[WRITTEN TASK]
Copy the part of the article below about Kelly Doust's novel that opens with "A few weeks ago" and closes with "dress or jacket.", swapping "reporter" in for every "journalist".

A few weeks ago I had a lovely chat with Canberra Times journalist Karen Hardy about writing Precious Things. Here’s the resulting article, which was syndicated across Fairfax newspapers last weekend:
By Karen HARDY
2 April 2016
Kelly Doust is the first to admit she has a weakness for vintage clothes.
She has always been intrigued by the history of a piece, who wore it, their story, and what first drew them to that dress or jacket.
“Ever since I was about 12 years old, I’ve been collecting old frocks,” says Doust. “I’d take whatever fashion magazine I could find to Vinnies and try and recreate certain looks.
“I’d find these amazing dresses which looked like they’d never even been worn and I’d wonder who the women were who owned them.”
But with the collecting comes the editing process – wardrobes “bursting at the seams” takes on a different meaning when it comes to fashion – and one day she was selling some pieces at a flea market and she found herself wondering about the new lives her old clothes might lead.
“One day I’ll write a book just like Annie Proulx’s Accordion Crimes, or the film The Red Violin, about a cheeky little frock who gets about and lives in more cities than I ever will. Wouldn’t that be fun?” she wrote on her blog later than afternoon.
A few weeks later, she received an email from a publisher friend asking her if she’d really be interested in such a project. And the seed for the novel Precious Things was planted.
As the author of several non-fiction books about vintage clothes, craft and recycling, including the best-selling A Life in Frocks: A memoir and The Crafty Minx: Creative recycling and handmade treasures, Doust had always dreamed of writing fiction.
“But I’m enough of a realist to know that fiction is a totally different process to non-fiction. I had all these lovely ideas and stories, but I didn’t have a solid plot, or any real idea of how to get from A to B.”
But then she stumbled across her hero piece. She was visiting her friend, artist Jessica Guthrie, who used to own a vintage clothing store, Coco Repose, and saw a beaded headpiece.
“I couldn’t stop thinking about it, it enchanted and inspired me,” Doust says.
“How many different adventures had it seen in its lifetime? It might have originally been a collar on a wedding gown, but then refashioned into a crown or a choker. It could have been worn as a bracelet wrapped around a girl’s wrist or added as a bodice detail to a latter-day dress. Or displayed as art upon the wall.”

[DATA SECTION]
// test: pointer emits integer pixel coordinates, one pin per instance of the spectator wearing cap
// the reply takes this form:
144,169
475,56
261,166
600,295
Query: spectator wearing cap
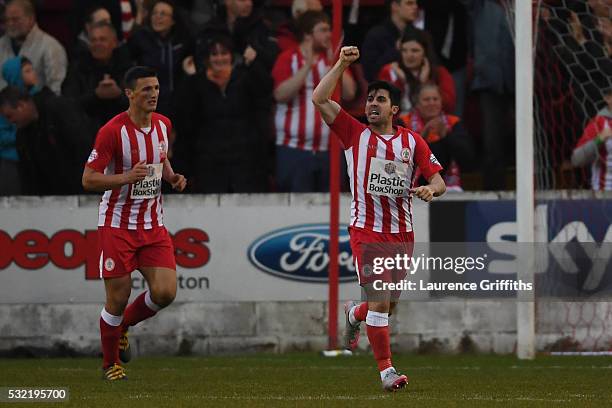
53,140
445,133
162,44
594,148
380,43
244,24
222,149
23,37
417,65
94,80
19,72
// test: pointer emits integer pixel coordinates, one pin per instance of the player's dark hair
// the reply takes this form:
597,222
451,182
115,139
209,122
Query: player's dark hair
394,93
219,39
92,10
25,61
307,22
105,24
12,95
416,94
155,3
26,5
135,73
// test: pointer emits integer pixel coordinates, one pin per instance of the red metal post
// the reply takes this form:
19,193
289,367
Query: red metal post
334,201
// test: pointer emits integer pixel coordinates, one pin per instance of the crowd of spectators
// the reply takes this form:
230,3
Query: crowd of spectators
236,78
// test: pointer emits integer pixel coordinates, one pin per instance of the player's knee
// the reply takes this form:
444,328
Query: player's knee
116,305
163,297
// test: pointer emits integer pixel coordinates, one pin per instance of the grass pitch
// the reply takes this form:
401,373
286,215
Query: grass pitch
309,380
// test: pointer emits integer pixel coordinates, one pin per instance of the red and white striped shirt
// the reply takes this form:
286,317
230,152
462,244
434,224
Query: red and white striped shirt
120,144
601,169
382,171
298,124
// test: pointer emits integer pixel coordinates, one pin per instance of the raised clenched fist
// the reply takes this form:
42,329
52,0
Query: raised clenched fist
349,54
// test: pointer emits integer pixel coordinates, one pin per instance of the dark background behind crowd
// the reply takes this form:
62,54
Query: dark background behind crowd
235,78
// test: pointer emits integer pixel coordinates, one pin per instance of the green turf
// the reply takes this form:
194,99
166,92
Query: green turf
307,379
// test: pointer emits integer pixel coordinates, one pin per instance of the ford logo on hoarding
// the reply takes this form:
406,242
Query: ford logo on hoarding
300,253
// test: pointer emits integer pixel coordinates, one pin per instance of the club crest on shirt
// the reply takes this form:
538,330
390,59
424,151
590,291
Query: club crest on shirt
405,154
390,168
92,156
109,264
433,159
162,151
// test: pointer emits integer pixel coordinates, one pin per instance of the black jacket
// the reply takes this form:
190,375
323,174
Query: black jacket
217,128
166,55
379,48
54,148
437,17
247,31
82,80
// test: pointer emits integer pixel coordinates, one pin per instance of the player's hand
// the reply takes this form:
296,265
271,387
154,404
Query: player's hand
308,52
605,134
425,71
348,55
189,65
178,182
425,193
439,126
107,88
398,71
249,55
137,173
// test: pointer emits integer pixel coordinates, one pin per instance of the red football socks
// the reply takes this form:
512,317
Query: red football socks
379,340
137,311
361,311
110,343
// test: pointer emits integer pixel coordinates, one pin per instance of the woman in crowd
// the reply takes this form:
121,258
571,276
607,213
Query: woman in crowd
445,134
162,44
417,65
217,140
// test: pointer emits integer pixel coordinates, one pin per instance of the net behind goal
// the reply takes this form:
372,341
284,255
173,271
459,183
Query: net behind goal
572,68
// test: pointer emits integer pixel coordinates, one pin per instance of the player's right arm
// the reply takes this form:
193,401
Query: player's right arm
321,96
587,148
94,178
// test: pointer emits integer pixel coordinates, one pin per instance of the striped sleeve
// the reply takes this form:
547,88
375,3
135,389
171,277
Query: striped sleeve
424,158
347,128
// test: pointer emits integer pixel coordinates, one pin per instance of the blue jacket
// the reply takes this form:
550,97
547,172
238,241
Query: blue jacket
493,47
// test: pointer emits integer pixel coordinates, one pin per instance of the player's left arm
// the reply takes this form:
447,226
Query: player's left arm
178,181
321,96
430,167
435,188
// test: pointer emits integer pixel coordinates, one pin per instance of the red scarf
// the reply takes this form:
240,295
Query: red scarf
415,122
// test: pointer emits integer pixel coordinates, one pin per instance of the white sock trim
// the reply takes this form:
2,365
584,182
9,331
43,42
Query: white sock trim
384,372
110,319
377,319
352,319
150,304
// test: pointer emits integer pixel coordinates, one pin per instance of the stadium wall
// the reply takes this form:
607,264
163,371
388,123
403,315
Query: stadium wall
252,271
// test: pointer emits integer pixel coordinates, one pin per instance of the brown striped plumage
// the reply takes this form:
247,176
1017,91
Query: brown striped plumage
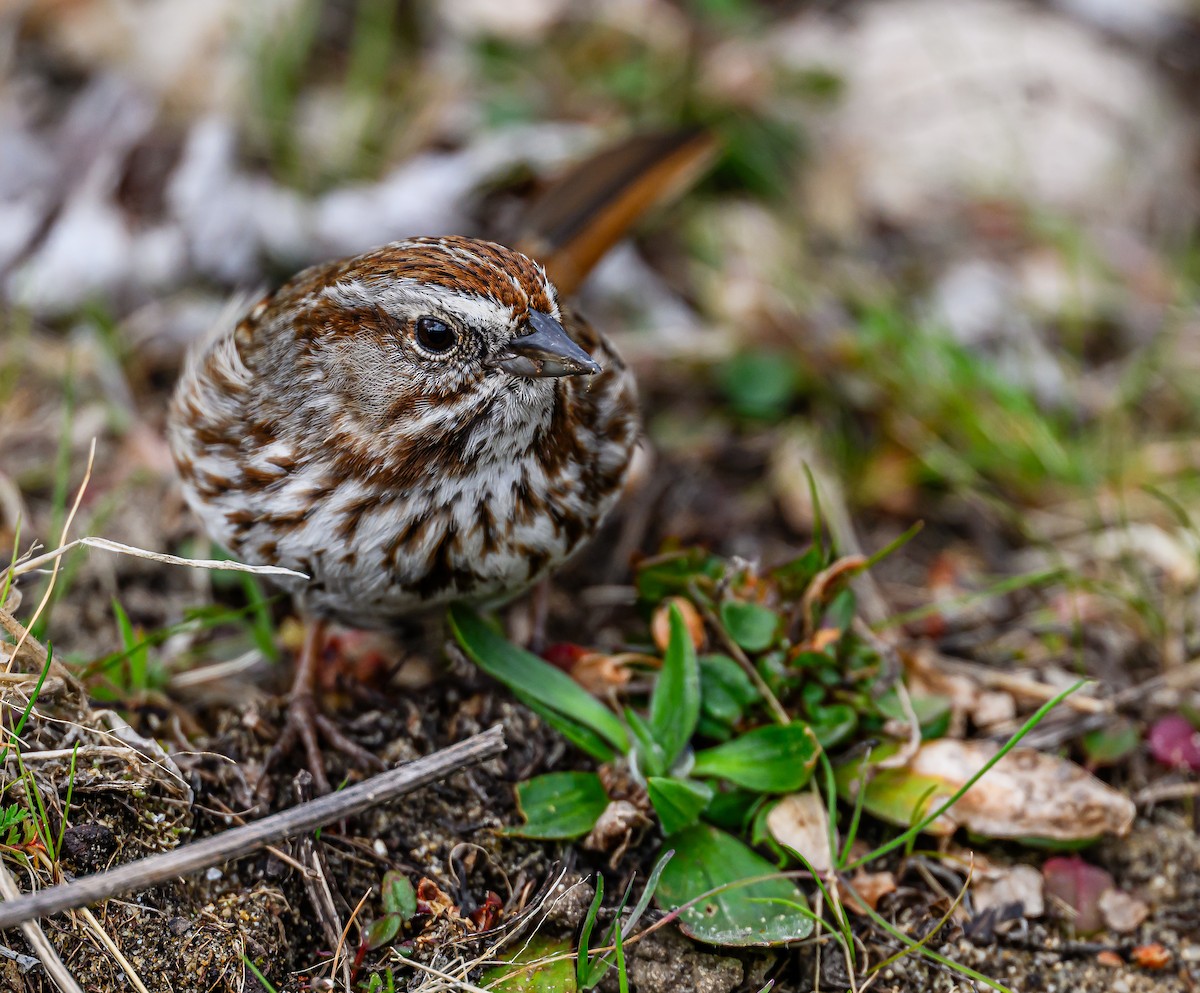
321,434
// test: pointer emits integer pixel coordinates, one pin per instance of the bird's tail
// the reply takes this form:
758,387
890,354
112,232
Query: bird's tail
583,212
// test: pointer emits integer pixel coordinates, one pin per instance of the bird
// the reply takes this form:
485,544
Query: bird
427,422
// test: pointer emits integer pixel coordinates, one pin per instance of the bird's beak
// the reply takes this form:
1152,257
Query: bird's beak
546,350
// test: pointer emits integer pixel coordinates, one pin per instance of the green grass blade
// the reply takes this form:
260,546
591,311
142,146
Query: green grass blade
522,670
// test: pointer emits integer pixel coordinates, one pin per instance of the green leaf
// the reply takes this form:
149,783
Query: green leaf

[WRITTEN REPLY]
A few weeks ago I had a lovely chat with Canberra Times reporter Karen Hardy about writing Precious Things. Here’s the resulting article, which was syndicated across Fairfax newspapers last weekend:
By Karen HARDY
2 April 2016
Kelly Doust is the first to admit she has a weakness for vintage clothes.
She has always been intrigued by the history of a piece, who wore it, their story, and what first drew them to that dress or jacket.